→ Exercise:
Lay out every line of the entries below as a JSON list of strings, with one string per line and blank lines omitted. Leave the pictures out.

[start of Provided data]

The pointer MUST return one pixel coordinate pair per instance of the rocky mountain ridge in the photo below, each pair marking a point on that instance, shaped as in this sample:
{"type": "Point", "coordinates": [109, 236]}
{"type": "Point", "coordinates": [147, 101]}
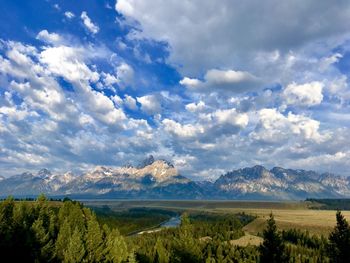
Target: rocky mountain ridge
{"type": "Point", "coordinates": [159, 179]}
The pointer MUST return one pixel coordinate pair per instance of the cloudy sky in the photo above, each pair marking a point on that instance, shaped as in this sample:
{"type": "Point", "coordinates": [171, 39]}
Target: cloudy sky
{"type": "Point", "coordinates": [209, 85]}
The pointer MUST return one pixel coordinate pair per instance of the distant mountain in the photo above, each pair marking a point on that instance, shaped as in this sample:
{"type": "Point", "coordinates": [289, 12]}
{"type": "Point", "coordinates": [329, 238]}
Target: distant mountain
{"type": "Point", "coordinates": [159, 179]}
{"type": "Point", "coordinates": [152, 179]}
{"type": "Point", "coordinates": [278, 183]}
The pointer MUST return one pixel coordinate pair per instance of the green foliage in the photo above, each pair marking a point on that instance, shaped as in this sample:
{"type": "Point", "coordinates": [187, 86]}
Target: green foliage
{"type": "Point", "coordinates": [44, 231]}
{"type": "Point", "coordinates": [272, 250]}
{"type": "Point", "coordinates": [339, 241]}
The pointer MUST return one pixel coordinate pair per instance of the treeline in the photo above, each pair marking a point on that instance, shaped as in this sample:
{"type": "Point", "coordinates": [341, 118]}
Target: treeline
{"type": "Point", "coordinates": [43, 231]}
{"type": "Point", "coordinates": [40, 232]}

[end of Provided data]

→ Written solution:
[
  "The pointer MUST return one pixel coordinate pair per instance of the rocky mountain ridge in the photo below, each pair marking a point on that instance, shaped as in this sample:",
  "{\"type\": \"Point\", \"coordinates\": [109, 236]}",
  "{\"type\": \"Point\", \"coordinates\": [147, 101]}",
  "Target: rocky mountain ridge",
  "{\"type\": \"Point\", \"coordinates\": [159, 179]}",
  "The pointer MUST return one pixel coordinate pair per instance of the cloudy sky in the photo above, each pair marking a point on that instance, shaped as in this sample:",
  "{\"type\": \"Point\", \"coordinates\": [171, 39]}",
  "Target: cloudy sky",
  "{\"type\": \"Point\", \"coordinates\": [209, 85]}",
  "The pointer MUST return one pixel coordinate pair per instance of the distant mountain in the photo above, each pair marking a point on that instance, shaped as in this sample:",
  "{\"type\": \"Point\", \"coordinates\": [289, 12]}",
  "{\"type\": \"Point\", \"coordinates\": [329, 238]}",
  "Target: distant mountain",
  "{\"type\": \"Point\", \"coordinates\": [159, 179]}",
  "{\"type\": \"Point\", \"coordinates\": [152, 179]}",
  "{\"type\": \"Point\", \"coordinates\": [278, 183]}",
  "The pointer MUST return one pixel coordinate pair per instance of the green foliage in the photo above, each pair marking a point on that instance, shaped as in this sample:",
  "{\"type\": \"Point\", \"coordinates\": [187, 86]}",
  "Target: green foliage",
  "{\"type\": \"Point\", \"coordinates\": [44, 231]}",
  "{\"type\": \"Point\", \"coordinates\": [272, 250]}",
  "{\"type\": \"Point\", \"coordinates\": [339, 241]}",
  "The pointer MUST return one pixel coordinate pair per instance of the treeline in the photo above, each pair marking a point on that instance, shaped as in this sample:",
  "{\"type\": \"Point\", \"coordinates\": [341, 118]}",
  "Target: treeline",
  "{\"type\": \"Point\", \"coordinates\": [43, 231]}",
  "{\"type\": \"Point\", \"coordinates\": [40, 232]}"
]